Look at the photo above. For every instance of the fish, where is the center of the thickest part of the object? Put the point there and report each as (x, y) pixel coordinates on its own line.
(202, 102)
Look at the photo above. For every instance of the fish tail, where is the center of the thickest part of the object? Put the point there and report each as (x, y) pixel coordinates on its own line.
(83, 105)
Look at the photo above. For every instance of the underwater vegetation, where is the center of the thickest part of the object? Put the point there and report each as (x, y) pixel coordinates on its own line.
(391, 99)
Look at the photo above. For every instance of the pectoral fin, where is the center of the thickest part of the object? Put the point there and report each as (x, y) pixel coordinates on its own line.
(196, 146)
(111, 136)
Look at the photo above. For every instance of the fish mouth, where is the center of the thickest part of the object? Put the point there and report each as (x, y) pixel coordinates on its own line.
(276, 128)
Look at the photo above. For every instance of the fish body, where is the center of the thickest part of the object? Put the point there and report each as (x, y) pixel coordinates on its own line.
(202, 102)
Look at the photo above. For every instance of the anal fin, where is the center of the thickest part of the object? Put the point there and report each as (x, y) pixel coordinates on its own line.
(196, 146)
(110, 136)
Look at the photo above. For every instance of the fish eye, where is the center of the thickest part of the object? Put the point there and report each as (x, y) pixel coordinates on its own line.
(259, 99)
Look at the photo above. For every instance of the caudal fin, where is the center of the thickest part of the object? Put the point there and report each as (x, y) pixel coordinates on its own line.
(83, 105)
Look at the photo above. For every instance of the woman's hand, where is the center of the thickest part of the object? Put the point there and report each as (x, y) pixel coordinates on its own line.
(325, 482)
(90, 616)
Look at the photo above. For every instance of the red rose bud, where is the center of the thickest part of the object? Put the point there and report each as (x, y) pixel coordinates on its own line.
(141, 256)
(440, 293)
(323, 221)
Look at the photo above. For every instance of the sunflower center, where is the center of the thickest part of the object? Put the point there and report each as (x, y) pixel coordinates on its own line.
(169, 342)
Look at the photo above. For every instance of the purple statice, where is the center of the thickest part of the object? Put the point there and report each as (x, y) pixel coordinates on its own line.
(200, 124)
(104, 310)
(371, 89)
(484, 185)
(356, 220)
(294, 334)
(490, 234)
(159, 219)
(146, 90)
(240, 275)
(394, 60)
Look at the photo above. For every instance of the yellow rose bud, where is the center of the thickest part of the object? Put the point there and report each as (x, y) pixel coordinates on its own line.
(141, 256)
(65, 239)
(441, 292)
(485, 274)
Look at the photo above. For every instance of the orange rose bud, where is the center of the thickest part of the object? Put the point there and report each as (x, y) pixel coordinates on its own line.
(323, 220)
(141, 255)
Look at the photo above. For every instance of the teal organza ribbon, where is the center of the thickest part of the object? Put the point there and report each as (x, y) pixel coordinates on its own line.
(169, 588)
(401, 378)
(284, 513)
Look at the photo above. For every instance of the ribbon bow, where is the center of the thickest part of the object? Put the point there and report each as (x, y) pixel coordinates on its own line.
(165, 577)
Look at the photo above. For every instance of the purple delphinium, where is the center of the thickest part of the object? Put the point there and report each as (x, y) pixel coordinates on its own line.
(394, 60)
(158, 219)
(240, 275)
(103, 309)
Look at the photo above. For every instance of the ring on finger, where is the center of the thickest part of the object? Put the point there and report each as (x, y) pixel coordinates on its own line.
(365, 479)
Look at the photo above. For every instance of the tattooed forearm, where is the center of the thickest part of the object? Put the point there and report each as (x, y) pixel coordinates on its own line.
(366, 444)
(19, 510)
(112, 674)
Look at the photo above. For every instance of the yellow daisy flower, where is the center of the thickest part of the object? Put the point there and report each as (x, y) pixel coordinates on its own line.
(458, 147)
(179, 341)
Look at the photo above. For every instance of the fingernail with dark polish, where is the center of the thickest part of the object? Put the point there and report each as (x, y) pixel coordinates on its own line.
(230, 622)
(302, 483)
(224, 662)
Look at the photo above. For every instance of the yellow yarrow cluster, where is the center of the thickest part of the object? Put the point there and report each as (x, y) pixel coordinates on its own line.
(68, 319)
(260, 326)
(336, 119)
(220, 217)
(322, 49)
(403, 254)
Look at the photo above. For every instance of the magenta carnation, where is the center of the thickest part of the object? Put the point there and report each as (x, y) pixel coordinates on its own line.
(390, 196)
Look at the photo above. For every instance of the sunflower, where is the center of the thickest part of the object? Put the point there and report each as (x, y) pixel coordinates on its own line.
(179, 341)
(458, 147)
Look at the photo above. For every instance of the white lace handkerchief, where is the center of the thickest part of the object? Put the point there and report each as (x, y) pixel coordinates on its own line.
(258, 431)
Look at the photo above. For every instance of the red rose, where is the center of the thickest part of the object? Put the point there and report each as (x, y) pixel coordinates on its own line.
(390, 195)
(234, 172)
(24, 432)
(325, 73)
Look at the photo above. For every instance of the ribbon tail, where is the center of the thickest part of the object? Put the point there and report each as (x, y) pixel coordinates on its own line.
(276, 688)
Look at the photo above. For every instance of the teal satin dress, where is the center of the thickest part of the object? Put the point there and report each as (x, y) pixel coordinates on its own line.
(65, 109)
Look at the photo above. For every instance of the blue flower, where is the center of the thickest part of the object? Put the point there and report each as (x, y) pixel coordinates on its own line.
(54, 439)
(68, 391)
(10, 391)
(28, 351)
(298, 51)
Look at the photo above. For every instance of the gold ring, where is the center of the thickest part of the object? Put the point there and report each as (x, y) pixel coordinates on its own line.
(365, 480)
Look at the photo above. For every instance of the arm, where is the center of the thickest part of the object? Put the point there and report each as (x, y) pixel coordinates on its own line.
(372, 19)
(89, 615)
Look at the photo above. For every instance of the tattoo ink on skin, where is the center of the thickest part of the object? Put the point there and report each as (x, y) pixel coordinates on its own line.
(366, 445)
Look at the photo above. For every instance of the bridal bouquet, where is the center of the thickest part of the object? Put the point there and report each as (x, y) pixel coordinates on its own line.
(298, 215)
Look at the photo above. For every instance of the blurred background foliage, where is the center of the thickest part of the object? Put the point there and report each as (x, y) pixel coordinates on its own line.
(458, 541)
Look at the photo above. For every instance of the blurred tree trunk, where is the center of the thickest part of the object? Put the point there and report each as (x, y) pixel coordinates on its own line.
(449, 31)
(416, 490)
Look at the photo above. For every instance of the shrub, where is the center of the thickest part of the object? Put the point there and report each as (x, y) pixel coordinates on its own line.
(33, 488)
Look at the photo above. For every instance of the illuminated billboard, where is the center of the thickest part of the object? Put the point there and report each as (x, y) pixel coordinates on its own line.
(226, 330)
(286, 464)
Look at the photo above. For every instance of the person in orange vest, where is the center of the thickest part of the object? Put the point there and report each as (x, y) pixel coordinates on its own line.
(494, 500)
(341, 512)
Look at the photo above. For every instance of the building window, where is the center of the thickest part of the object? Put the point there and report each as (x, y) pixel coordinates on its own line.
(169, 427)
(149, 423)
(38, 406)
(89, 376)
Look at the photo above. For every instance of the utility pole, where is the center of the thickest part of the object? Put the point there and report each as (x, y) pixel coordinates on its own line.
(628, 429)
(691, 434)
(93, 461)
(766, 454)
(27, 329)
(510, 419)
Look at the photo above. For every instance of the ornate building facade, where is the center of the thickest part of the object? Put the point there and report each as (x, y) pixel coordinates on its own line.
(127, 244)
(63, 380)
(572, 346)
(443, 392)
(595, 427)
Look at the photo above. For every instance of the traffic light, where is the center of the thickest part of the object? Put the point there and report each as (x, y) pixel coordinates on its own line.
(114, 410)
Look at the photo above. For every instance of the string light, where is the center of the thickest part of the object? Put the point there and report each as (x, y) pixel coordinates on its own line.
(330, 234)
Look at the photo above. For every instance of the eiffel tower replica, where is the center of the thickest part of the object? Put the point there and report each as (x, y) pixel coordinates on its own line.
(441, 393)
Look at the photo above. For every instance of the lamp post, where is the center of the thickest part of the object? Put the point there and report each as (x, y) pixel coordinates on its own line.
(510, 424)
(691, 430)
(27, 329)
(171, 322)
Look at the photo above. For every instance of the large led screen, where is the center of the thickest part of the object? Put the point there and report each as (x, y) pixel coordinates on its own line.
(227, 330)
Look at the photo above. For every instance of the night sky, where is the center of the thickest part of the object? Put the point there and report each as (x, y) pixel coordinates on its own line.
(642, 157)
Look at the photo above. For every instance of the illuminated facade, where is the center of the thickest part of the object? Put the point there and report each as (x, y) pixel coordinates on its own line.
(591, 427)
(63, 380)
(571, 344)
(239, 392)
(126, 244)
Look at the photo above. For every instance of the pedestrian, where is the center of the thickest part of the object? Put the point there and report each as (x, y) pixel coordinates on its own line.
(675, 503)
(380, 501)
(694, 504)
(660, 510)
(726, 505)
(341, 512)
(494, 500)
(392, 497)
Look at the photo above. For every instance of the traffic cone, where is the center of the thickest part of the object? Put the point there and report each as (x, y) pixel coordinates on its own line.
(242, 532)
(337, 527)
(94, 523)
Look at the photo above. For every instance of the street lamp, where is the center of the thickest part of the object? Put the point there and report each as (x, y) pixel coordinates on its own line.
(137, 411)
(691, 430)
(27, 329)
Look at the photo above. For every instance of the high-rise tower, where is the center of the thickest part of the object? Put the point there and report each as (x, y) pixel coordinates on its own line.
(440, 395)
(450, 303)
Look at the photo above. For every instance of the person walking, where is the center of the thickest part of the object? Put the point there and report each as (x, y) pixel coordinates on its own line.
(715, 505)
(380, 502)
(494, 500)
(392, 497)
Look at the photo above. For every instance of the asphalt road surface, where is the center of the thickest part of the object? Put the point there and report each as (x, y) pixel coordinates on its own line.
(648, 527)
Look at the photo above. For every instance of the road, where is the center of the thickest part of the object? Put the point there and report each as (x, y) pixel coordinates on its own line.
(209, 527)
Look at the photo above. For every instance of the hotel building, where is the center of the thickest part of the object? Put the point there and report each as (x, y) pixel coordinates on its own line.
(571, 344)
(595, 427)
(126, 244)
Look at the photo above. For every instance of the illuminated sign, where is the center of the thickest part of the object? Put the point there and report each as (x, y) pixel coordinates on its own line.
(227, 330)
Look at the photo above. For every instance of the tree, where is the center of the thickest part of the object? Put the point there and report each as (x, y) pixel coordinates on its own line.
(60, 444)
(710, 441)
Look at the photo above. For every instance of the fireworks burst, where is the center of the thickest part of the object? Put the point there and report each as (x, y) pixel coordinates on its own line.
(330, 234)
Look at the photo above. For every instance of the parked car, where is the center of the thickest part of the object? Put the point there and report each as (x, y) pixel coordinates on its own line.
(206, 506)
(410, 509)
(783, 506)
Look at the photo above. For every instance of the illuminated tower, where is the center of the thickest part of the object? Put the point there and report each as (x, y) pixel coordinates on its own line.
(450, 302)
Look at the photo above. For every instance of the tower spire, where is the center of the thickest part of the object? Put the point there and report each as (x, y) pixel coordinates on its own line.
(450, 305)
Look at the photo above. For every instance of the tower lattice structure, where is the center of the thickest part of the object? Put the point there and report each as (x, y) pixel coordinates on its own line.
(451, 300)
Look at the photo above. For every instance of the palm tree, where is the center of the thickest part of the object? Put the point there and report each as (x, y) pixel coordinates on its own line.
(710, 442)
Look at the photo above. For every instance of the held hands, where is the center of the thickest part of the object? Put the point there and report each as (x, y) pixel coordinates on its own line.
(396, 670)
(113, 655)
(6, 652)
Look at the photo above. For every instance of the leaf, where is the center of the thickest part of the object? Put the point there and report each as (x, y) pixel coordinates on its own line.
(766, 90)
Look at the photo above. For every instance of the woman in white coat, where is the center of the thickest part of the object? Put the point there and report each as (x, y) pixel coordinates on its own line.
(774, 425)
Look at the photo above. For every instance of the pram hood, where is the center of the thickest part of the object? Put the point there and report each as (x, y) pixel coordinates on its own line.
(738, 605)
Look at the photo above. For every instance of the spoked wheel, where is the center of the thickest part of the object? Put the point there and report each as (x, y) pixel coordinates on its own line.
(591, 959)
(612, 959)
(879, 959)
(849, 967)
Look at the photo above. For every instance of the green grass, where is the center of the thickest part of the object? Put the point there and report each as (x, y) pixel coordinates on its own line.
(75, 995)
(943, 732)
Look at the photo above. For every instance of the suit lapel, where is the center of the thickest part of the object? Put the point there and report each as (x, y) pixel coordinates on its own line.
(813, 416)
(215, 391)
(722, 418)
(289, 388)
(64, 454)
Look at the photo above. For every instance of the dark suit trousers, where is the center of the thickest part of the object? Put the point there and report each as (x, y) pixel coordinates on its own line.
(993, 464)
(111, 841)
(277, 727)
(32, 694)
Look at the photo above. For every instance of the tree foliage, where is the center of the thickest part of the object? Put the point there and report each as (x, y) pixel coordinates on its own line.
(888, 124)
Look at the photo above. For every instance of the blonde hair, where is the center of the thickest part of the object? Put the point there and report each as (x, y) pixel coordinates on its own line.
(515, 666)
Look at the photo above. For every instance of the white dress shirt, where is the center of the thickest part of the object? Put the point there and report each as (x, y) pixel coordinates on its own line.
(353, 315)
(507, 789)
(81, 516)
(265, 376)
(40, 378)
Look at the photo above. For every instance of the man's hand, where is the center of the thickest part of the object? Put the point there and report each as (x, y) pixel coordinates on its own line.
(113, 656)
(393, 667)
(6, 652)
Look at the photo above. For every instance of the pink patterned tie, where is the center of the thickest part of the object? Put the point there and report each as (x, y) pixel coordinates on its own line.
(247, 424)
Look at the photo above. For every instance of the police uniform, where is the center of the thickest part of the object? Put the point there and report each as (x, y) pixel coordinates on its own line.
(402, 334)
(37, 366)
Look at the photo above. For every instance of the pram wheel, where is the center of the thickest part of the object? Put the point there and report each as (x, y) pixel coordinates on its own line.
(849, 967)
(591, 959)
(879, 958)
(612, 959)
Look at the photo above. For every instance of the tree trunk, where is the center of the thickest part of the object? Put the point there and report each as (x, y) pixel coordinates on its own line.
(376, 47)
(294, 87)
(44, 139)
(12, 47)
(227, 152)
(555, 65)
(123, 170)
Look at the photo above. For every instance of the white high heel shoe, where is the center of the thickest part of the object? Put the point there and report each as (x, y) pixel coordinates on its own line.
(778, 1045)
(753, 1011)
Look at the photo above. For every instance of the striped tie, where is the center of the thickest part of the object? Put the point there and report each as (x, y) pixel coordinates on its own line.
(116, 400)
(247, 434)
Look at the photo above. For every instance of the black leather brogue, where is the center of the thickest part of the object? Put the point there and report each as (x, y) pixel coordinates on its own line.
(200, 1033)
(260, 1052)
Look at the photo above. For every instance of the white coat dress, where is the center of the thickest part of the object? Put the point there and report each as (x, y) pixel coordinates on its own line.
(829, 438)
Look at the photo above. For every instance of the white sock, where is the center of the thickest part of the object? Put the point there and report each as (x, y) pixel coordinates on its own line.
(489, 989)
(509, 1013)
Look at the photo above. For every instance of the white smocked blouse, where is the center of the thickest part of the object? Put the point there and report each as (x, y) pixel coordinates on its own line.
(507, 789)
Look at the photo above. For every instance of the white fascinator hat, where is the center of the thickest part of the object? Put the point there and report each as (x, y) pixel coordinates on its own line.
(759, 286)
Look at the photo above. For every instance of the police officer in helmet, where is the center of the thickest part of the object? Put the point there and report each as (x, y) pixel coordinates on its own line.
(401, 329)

» OBJECTIVE:
Please lay out the records as a numbered list, starting with the line that contains "Look at the photo above. For every instance of the pink" and going on through the line that contains "(509, 1013)", including both of those lines. Leave out any blank lines.

» TASK OUTPUT:
1. Look at the photo above. For every instance of the pink patterned tie, where is the center of the thickest part of the object? Put the point there and report each as (x, y) pixel coordinates on its own line.
2. (247, 424)
3. Look at the photo above. For every instance of the police uniform, where is the center of the thickest part of the object? Put the point there and report each as (x, y) pixel coordinates on its own line.
4. (402, 334)
5. (37, 366)
6. Look at the photo above. For every instance of the pram wheel, where is the center of the thickest part of the object? Put the point there and report each as (x, y) pixel coordinates on its own line.
7. (849, 967)
8. (591, 959)
9. (879, 958)
10. (612, 959)
11. Look at the photo above. For every instance of the tree trunk, where is the center of the thickest part of the object? Put the point there and report each as (x, y) pixel coordinates on its own line.
12. (376, 47)
13. (294, 87)
14. (44, 139)
15. (12, 47)
16. (227, 152)
17. (555, 65)
18. (123, 170)
19. Look at the photo above. For every instance of the white high heel shoe, where is the center of the thickest part of the object? Put the point there and report each as (x, y) pixel coordinates on its own line.
20. (778, 1045)
21. (753, 1011)
22. Look at the photo above. For every instance of the striped tie, where is the center of the thickest part of the object? Put the point there and report each as (x, y) pixel coordinates on its own line.
23. (116, 400)
24. (247, 434)
25. Look at the photo above. For every instance of the black leather brogue, where is the center of the thickest part of the object? Put the point there and report each as (x, y) pixel coordinates on its own line.
26. (200, 1033)
27. (260, 1052)
28. Look at the photo above. For every instance of the white coat dress, where is the center of the thickest part of the object? Put the point there and report each as (x, y) pixel coordinates on its own line.
29. (829, 438)
30. Look at the photo above. For every instance of the white sock, where is the center of the thickest part of the object? Put the point there and report each as (x, y) pixel coordinates on its own line.
31. (489, 989)
32. (509, 1013)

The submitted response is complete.